▶ REQUIRED WORK: Say how many lines in the following entries include "water", and add nothing else.

Collection entries
.....

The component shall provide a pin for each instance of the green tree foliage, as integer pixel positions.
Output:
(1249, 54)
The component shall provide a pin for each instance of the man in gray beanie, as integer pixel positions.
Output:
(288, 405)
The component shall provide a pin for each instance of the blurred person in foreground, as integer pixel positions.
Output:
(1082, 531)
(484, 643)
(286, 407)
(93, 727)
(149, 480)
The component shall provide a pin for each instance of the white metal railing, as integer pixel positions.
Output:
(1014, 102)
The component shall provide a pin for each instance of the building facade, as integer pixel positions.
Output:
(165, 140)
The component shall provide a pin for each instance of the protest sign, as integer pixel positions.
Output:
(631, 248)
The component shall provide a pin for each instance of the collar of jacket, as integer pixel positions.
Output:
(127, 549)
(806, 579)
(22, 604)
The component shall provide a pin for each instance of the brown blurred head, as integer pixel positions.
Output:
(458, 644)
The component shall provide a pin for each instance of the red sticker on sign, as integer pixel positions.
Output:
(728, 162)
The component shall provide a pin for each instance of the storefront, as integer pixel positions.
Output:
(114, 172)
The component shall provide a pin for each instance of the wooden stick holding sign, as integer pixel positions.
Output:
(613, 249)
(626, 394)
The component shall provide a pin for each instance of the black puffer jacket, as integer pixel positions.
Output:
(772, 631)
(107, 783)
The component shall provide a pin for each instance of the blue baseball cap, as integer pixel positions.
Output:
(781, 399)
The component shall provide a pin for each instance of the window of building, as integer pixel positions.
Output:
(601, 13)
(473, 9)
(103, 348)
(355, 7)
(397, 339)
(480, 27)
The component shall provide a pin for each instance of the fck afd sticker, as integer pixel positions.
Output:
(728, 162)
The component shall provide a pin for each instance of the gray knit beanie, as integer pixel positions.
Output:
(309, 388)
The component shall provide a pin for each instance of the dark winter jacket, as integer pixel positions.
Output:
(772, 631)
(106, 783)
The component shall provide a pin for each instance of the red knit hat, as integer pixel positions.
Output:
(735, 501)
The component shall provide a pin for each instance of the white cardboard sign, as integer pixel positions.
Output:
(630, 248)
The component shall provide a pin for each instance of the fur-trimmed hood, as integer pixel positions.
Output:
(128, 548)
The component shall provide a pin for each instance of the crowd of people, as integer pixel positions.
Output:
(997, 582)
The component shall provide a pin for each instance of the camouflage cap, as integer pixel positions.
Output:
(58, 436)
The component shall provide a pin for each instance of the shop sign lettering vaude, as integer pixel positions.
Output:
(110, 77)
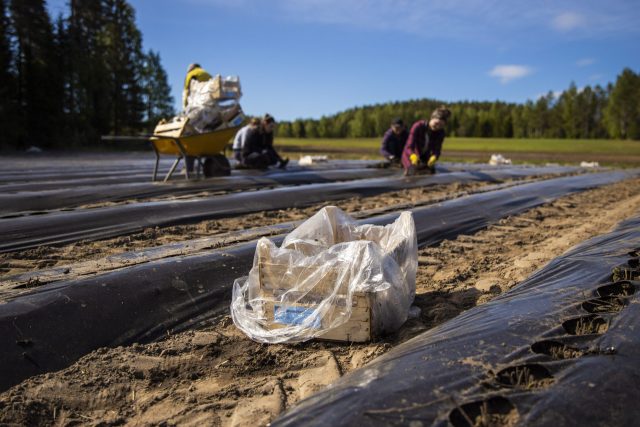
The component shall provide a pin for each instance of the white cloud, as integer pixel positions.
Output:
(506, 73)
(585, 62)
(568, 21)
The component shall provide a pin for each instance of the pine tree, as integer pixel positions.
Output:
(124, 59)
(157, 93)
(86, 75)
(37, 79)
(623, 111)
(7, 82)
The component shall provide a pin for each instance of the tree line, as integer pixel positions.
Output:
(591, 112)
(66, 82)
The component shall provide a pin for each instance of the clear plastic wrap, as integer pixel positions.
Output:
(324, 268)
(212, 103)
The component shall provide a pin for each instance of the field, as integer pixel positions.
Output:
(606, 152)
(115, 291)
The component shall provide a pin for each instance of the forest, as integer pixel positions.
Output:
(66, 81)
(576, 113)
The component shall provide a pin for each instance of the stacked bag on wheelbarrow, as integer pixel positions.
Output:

.....

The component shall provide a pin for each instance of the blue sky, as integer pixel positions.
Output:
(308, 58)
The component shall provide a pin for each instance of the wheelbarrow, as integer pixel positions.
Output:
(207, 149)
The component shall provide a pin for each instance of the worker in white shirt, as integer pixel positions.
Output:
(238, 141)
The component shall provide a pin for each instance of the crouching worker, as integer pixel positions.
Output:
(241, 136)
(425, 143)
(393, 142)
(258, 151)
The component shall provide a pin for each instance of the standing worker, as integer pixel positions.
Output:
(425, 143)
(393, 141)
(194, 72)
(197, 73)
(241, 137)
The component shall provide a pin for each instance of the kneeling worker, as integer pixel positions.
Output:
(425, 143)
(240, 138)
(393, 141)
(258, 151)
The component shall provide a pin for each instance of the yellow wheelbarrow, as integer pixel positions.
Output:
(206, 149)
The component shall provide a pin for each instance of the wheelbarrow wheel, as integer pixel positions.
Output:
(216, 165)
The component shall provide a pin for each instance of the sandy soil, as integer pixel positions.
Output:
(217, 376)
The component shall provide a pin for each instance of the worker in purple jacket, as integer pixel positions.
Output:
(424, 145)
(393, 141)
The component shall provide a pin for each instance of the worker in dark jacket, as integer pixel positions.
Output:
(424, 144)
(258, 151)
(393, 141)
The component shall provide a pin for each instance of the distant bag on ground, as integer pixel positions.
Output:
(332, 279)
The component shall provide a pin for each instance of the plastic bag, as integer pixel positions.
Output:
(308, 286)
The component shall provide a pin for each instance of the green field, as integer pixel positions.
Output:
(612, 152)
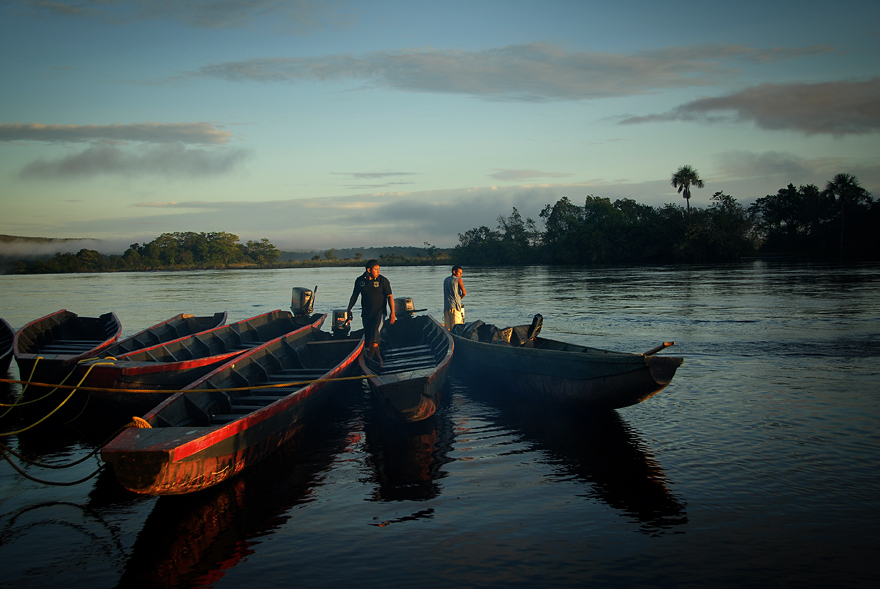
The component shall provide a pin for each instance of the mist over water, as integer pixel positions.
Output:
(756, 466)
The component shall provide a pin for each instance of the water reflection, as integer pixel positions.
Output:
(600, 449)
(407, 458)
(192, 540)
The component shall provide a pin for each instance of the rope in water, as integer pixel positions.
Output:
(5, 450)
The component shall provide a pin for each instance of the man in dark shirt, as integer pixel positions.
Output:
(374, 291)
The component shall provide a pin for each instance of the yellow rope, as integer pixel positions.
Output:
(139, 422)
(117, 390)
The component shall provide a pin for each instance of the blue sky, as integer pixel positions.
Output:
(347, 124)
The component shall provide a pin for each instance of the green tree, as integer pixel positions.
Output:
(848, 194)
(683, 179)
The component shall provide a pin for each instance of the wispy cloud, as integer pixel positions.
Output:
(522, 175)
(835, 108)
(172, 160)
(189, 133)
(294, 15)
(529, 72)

.....

▶ RESPONSE AREA: 3